Trudno mi sobie wyobrazić, jak tę informację odbiorą nasi partnerzy międzynarodowi - dodał i zaznaczył: Oficer, który wczoraj pełnił służbę, został dzisiaj wezwany na Klonową (do siedziby MON - red.), zamknięty w pokoju, a przed jego pokojem stoi żandarm - i poinformowano go, że tam wkrótce trafi w asyście Żandarmerii reszta żołnierzy oddelegowanych do Centrum.
Bartłomiej Misiewicz, rzecznik MON i nowy pełnomocnik ministra ds. tworzenia Centrum, przekonywał na konferencji prasowej, że akcja odbyła się pokojowo. Poinformował ponadto, że była to planowana zmiana kadrowa - według jego słów, płk Dusza tydzień temu przestał być pełnomocnikiem ministra, bo toczy się wobec niego postępowanie sprawdzające i nie ma dostępu do informacji niejawnych. Takie postępowanie sprawdzające zawiesza czasowo dostęp do informacji niejawnych, w związku z powyższym musiał zostać odwołany - mówił Misiewicz.

....

## Do zrobienia
Podaj, jakie funkcje pełni Bartłomiej Misiewicz według fragmentu źródła.

## Pokazane dane
....

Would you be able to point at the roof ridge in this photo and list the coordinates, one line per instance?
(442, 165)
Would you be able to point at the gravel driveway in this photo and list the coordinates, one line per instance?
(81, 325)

....

## Pełna odpowiedź
Jest rzecznikiem MON i nowym pełnomocnikiem ministra ds. tworzenia Centrum.